• Selected extract
The speech leaves two challenges to consider:

1st has to do with the wall metaphor Obama used repeatedly, following Reagan. Reagan said to tear down the physical wall separating west and east; and the metaphorical wall of ideology separating these two hemispheres.

Obama echoed the sentiment that walls should and could come down; sounding a metaphor for race, religion and ethnic divisions around the globe. The challenge for Obama during this campaign is to propose a similar call to Boeing to take down the wall it is constructing along the US-Mexico border, with the ethnic and class divisions that coincide with construction of the virtual and physical fences to our south.

• Records supplied
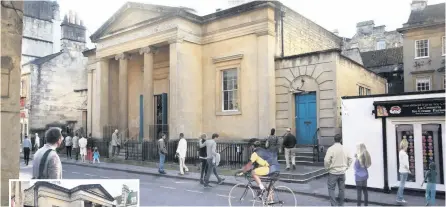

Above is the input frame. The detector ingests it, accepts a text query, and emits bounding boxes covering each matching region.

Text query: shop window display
[395,124,416,182]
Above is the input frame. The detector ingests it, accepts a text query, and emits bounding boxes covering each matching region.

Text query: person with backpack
[33,127,63,179]
[354,143,372,206]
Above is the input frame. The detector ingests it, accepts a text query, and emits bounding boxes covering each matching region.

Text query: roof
[398,3,445,31]
[90,0,283,42]
[361,47,403,68]
[23,51,63,65]
[31,181,115,201]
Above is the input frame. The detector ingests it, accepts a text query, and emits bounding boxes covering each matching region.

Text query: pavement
[19,153,445,206]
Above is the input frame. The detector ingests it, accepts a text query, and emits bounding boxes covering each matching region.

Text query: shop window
[394,124,416,182]
[421,124,444,184]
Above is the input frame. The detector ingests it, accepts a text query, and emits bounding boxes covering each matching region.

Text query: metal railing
[124,139,252,169]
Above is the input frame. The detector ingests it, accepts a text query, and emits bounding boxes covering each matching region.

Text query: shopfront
[342,91,446,192]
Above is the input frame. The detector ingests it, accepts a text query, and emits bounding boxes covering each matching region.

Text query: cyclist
[239,138,280,197]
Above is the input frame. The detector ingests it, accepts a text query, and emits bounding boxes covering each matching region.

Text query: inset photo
[9,179,139,207]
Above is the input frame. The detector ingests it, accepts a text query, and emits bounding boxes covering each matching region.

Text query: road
[20,163,355,206]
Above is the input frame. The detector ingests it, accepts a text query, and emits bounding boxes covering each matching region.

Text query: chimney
[410,0,427,11]
[356,20,375,35]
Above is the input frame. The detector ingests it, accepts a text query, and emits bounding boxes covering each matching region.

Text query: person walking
[158,134,167,174]
[73,133,79,161]
[93,147,101,164]
[354,143,372,206]
[111,129,119,157]
[33,127,62,179]
[283,128,296,171]
[396,139,411,203]
[200,133,225,187]
[198,134,207,185]
[23,135,32,166]
[79,136,87,162]
[421,162,437,206]
[265,128,279,160]
[324,134,352,206]
[34,133,40,152]
[65,135,73,159]
[177,133,189,175]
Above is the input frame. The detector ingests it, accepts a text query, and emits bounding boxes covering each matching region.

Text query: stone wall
[30,51,87,129]
[276,51,337,145]
[0,1,23,206]
[278,7,341,56]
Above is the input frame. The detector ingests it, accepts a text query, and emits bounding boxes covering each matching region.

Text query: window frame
[376,40,387,50]
[415,76,432,92]
[220,68,239,112]
[414,39,430,59]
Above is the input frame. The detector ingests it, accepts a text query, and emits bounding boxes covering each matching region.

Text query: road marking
[186,190,203,193]
[160,186,176,189]
[217,194,235,198]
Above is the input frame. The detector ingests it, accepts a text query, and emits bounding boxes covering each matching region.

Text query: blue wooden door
[295,92,317,145]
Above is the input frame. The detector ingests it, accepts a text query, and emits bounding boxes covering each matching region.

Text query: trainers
[217,178,225,185]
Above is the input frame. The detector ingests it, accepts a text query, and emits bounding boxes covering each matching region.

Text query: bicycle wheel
[228,183,256,206]
[265,186,297,206]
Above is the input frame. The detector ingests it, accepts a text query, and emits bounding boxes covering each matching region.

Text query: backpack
[31,149,54,179]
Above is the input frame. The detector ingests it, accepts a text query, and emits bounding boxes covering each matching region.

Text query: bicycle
[228,170,297,206]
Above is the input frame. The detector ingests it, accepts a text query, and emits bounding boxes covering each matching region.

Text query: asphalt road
[20,164,355,206]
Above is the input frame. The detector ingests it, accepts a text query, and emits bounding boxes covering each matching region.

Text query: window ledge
[215,111,242,116]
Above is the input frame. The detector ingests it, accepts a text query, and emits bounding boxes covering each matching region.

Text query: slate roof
[399,3,445,30]
[23,51,63,65]
[361,47,403,68]
[31,181,115,201]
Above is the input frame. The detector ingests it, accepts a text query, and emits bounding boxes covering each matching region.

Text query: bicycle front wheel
[228,183,256,206]
[265,186,297,206]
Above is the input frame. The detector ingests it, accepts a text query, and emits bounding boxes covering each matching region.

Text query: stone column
[96,58,110,138]
[139,46,157,139]
[257,31,276,137]
[115,53,129,136]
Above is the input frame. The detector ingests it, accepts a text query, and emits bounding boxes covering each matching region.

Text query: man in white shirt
[324,134,352,206]
[79,136,87,162]
[177,133,189,175]
[73,133,79,161]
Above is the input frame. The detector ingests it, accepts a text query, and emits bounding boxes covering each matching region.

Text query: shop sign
[374,99,445,118]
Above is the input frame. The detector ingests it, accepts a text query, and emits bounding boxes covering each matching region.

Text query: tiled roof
[361,47,403,68]
[23,51,63,65]
[404,3,445,27]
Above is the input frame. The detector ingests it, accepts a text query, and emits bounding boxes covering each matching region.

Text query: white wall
[342,93,446,191]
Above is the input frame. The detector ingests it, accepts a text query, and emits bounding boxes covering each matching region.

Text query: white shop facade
[341,90,446,192]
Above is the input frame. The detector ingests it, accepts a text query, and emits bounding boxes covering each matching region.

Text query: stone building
[0,1,23,206]
[84,1,385,149]
[398,0,446,92]
[343,20,403,52]
[22,12,87,137]
[20,1,61,141]
[24,181,115,207]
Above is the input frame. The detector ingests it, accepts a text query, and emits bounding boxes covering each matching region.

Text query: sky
[24,179,139,197]
[57,0,445,46]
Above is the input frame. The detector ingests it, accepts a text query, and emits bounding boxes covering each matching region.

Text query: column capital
[115,52,130,60]
[139,46,158,55]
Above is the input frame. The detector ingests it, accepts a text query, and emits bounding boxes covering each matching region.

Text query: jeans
[200,159,208,180]
[204,158,221,184]
[66,146,71,158]
[23,147,31,165]
[426,182,437,206]
[159,152,166,172]
[285,148,296,168]
[178,157,189,174]
[396,173,409,201]
[327,174,345,206]
[356,180,369,206]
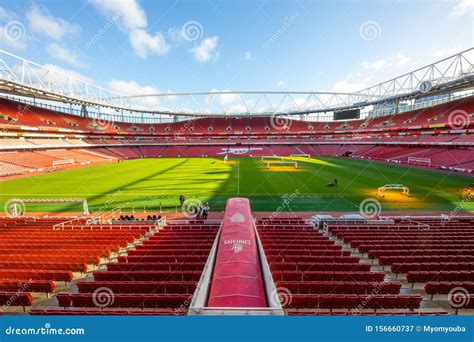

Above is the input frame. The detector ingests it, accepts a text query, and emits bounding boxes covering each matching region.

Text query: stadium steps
[32,221,219,315]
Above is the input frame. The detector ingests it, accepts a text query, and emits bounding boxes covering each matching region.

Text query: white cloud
[0,6,16,20]
[129,29,170,58]
[0,22,28,51]
[361,59,388,70]
[107,80,161,106]
[189,36,219,63]
[0,6,29,51]
[205,89,239,106]
[277,80,286,88]
[451,0,474,17]
[361,52,410,71]
[393,52,410,66]
[332,80,367,93]
[90,0,148,32]
[91,0,170,58]
[42,64,96,84]
[433,47,462,59]
[46,43,86,68]
[107,80,160,95]
[26,5,81,41]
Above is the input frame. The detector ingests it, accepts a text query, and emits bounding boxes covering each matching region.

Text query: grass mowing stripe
[0,157,474,211]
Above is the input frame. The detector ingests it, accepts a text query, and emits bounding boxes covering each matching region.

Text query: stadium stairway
[0,218,153,314]
[257,218,448,315]
[327,216,474,315]
[30,220,219,315]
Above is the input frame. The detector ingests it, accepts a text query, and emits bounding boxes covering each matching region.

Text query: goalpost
[290,153,311,159]
[266,160,298,169]
[377,184,410,197]
[260,155,285,161]
[53,159,75,168]
[408,157,431,167]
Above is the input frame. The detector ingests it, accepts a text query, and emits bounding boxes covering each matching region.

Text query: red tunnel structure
[208,198,268,308]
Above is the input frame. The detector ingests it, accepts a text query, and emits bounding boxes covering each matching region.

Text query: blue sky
[0,0,474,94]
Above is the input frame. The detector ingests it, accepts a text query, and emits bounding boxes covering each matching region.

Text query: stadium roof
[0,48,474,117]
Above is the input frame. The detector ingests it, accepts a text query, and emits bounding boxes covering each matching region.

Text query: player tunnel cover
[208,198,267,308]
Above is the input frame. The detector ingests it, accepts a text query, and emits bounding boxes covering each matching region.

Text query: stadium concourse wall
[0,97,474,176]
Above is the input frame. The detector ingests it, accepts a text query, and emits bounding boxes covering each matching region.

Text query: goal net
[260,156,285,161]
[53,159,75,168]
[266,160,298,169]
[290,153,311,159]
[408,157,431,166]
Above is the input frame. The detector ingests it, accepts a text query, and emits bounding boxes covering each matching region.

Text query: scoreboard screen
[334,109,360,120]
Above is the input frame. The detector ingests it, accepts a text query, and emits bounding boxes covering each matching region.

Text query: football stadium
[0,0,474,341]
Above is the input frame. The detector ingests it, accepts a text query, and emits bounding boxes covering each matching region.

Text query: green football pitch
[0,157,474,212]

• Prompt 1
Reproduce the passage on Obama's wall metaphor from "1st has to do" to "to our south.", switching "fences" to "barriers".
• Prompt 2
Please rewrite the records from their start through the line with "[421,124,444,184]", requests included, with every bounding-box coordinate multiplied by 1.7 and rounded to a whole number, halves up. Leave the pictures out.

• Right answer 1
1st has to do with the wall metaphor Obama used repeatedly, following Reagan. Reagan said to tear down the physical wall separating west and east; and the metaphorical wall of ideology separating these two hemispheres.

Obama echoed the sentiment that walls should and could come down; sounding a metaphor for race, religion and ethnic divisions around the globe. The challenge for Obama during this campaign is to propose a similar call to Boeing to take down the wall it is constructing along the US-Mexico border, with the ethnic and class divisions that coincide with construction of the virtual and physical barriers to our south.

• Right answer 2
Above is the input frame. The detector ingests it, accepts a text query, and emits bounding boxes covering each matching region.

Text query: shop window display
[672,211,707,309]
Above is the input frame. The detector ingests it, accepts a text query, and emits bounding boxes covering each matching region.

Text query: person with backpack
[56,216,107,304]
[602,243,632,350]
Above is the input frame. The detector ingests it, accepts a text query, and emits bounding boxes covering each matching region.

Text query: roof
[677,5,757,53]
[153,0,481,71]
[614,80,685,116]
[39,87,107,111]
[53,308,196,342]
Above is the input frame. The detector ingests it, accepts a text query, and emits bounding boxes covering each matching region.

Text query: pavement
[32,260,757,350]
Above is the input frame. The detector ingests it, accepts a text query, and emits bounding boxes covering each matching region.

Text query: shop window
[670,211,707,309]
[716,211,755,313]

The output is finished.